» ИСХОДНЫЙ ФРАГМЕНТ:
- - -

Уехав после революционной смуты 1905 года в Париж, Мережковские поселились в одном из самых респектабельных парижских кварталов — в доме II-бис по улице Колонель Бонне в Пасси. С ними вместе жил и друг семьи Дмитрий Владимирович Философов. Сам Мережковский в ту пору увлеченно писал драму о Павле I и на время оставил стихи. Во второй половине ноября 1906 года в гости к Мережковским приехал из России Борис Бугаев, известный в русской литературе под псевдонимом Андрей Белый. Когда Белый уезжал, Брюсов советовал ему: «Если вам можно, познакомьтесь с Николаем Степановичем Гумилёвым… кажется, талантлив и, во всяком случае, молод». Дал Валерий Яковлевич и адрес поэта. Но Белый по рассеянности все сделал не так. Именно он пошел открывать дверь, когда раздался звонок Гумилёва.
— Вам кого? — оглядев незнакомца, спросил Белый.
— У меня рекомендательное письмо к Зинаиде Николаевне Гиппиус, — ответил молодой человек в модном цилиндре.

- - -

» ИЗВЛЕЧЁННЫЕ ДАННЫЕ:
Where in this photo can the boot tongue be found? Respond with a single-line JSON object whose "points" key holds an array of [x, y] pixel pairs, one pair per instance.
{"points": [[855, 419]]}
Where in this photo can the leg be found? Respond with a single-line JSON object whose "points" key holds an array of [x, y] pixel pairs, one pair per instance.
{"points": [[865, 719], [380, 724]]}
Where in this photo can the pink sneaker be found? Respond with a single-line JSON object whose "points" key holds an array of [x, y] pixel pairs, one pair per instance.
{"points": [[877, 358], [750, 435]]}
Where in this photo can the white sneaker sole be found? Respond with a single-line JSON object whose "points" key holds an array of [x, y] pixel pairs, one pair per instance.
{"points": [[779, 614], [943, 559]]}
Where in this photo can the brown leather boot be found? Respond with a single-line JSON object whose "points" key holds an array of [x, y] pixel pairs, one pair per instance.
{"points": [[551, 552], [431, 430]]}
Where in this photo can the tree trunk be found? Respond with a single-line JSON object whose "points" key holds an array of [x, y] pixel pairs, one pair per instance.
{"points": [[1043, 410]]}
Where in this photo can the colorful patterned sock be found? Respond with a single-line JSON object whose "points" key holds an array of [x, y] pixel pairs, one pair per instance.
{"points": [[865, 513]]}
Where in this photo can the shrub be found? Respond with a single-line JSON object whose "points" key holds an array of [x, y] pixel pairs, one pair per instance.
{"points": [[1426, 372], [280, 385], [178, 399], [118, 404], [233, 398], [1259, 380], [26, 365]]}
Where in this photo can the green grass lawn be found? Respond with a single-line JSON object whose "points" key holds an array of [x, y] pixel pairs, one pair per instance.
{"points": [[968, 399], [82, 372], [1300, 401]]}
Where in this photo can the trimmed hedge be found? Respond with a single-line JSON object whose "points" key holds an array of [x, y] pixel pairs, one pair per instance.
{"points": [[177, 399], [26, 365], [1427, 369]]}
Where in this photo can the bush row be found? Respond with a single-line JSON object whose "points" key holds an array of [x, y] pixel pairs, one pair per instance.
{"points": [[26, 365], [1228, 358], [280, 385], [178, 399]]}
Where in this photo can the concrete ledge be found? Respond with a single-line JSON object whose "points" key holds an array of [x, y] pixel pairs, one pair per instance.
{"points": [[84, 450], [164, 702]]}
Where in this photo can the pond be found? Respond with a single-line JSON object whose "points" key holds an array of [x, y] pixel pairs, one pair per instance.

- - -

» ЗАДАНИЯ ДЛЯ РАБОТЫ:
1/ Определите, согласуются ли утверждения (а), (б) и (в) с отрывком о Мережковских в Париже. Ответьте «да» или «нет» и приведите решающие слова отрывка в кавычках.

(а) Мережковские поселились в квартале Пасси.
(б) В ту пору Мережковский увлечённо писал стихи о Павле I.
(в) Андрей Белый приехал к Мережковским во второй половине ноября 1906 года.
2/ Продолжите отрывок о Мережковских в Париже, начав сразу после ответа молодого человека в цилиндре.

» ОТВЕТЫ К ЗАДАНИЯМ:
1/
(а) Да: «в доме II-бис по улице Колонель Бонне в Пасси».
(б) Нет: «увлеченно писал драму о Павле I и на время оставил стихи».
(в) Да: «Во второй половине ноября 1906 года в гости к Мережковским приехал из России Борис Бугаев».

2/
Белому, который вечно все забывал, терял и был рассеян до чрезвычайности, не понравился, видно, элегантный русский и он буркнул:
— Вы кто?
— Я? Николай Степанович Гумилёв, здесь учусь.
Тут бы Белому и вспомнить, что советовал ему Брюсов, но он сделал удивленное лицо:
— И что вы? Откуда?
— Я сотрудник журнала «Весы».
— Зина, — разочарованно протянул он, — к тебе молодой человек, говорит, из «Весов».
— Боря, ты его знаешь? — спросила появившаяся Гиппиус.
— Нет. Не слышал. Не знаю.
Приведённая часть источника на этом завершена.